***** DATA EXTRACT

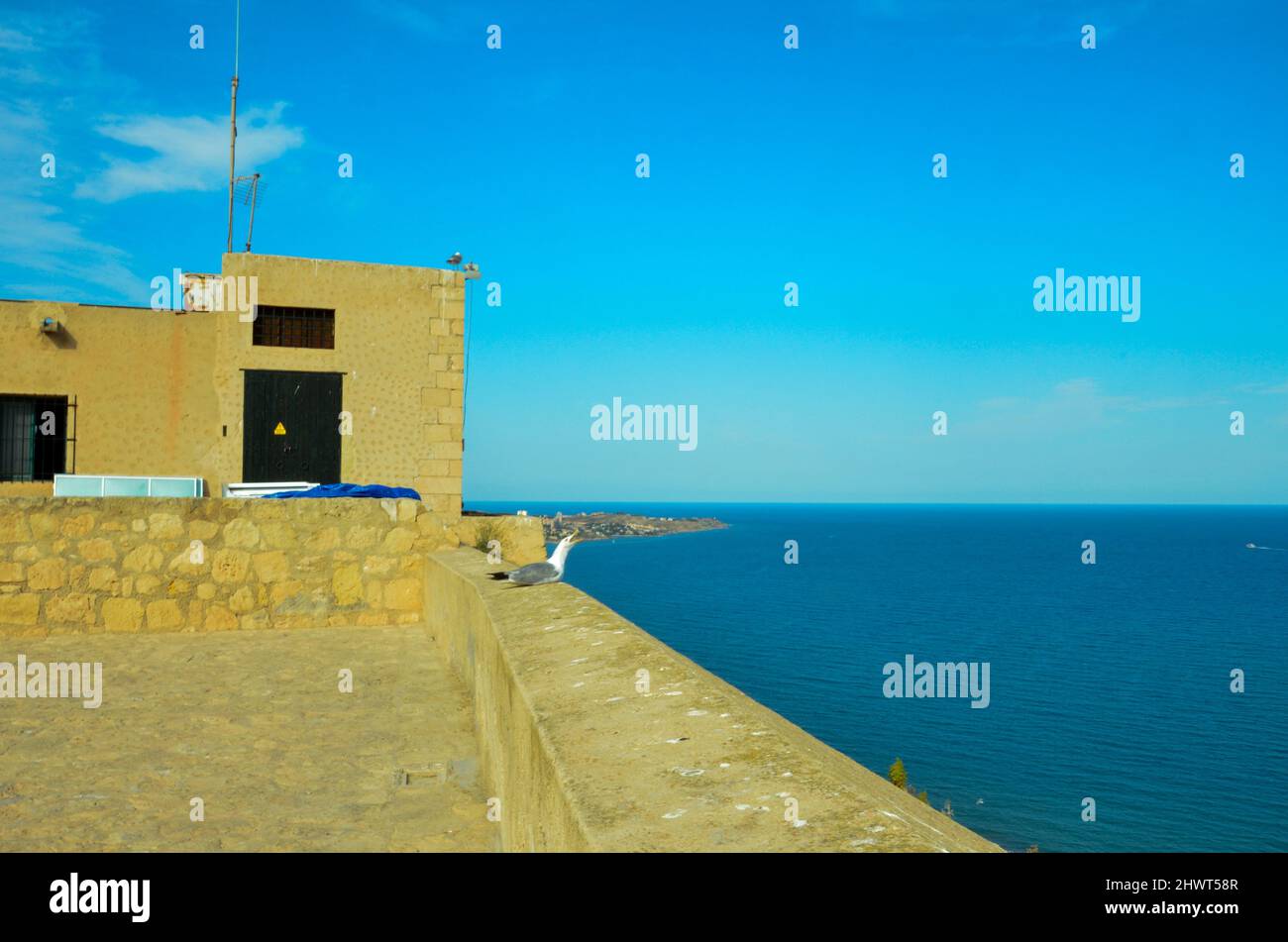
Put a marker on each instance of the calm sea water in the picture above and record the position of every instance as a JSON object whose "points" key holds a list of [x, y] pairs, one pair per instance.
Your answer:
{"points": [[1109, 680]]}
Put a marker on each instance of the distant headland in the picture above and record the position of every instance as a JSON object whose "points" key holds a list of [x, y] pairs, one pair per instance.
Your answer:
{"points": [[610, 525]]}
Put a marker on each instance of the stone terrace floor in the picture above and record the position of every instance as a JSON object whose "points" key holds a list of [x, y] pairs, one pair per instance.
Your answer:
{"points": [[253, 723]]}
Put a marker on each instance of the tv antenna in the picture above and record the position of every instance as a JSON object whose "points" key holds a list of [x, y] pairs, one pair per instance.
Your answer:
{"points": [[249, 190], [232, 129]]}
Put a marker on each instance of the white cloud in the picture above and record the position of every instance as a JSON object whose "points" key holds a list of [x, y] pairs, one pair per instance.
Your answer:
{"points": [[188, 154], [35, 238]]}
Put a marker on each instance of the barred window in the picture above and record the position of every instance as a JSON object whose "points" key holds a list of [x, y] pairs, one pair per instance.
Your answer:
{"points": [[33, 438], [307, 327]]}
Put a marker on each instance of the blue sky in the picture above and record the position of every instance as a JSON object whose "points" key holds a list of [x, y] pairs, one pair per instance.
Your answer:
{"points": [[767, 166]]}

**********

# [EXERCISE PROMPT]
Format every line of the items above as a JSON list of strings, one string per line, with blank lines and the pictures left out.

# [EXERCISE RESULT]
[
  "Put a marker on each instance of the calm sea water in the picture above and record the position of every instance as a JSON object whose \"points\" key holds a list of [x, y] pairs, one pair per instance.",
  "Your answer:",
  "{\"points\": [[1109, 680]]}",
  "Put a marker on each instance of the distant headland in the picture above and record the position of every instance as a JSON object whose \"points\" key holds a list of [x, y] pairs, one pair per instance.",
  "Your answer:",
  "{\"points\": [[610, 525]]}",
  "Put a marker on each instance of the stone terrace floor in the picture above and record the position of every instance as a JSON object whose \"points\" key holds a list of [x, y] pairs, one pair per instance.",
  "Your answer:",
  "{\"points\": [[253, 723]]}",
  "Put a marker on each instance of the tv antenna in the picture above and record the position of every instance as a JSON object whose \"points\" key holds a list of [x, y] pairs, one pair per instance.",
  "Your answer:",
  "{\"points\": [[249, 190], [232, 129]]}",
  "Put a marker on each instance of the white cloud in the picture above and record the position of every instance as a JSON object whose \"points\" key holds a list of [x, y] pairs, one pair per instance.",
  "Your answer:",
  "{\"points\": [[188, 154], [35, 238]]}",
  "Put a marker on each instance of the barred window in the picture above and record the position of every instance as a JSON object whose \"points\" key holds a list of [x, y] pairs, one pair per instance.",
  "Your answer:",
  "{\"points\": [[33, 438], [307, 327]]}",
  "Put a marker on each instance of the blue sky in the picture above and record the position of every instance as a JSON object whose \"points\" key holds a list of [x, y] pairs, one pair per instance.",
  "Your answer:",
  "{\"points\": [[767, 166]]}"
]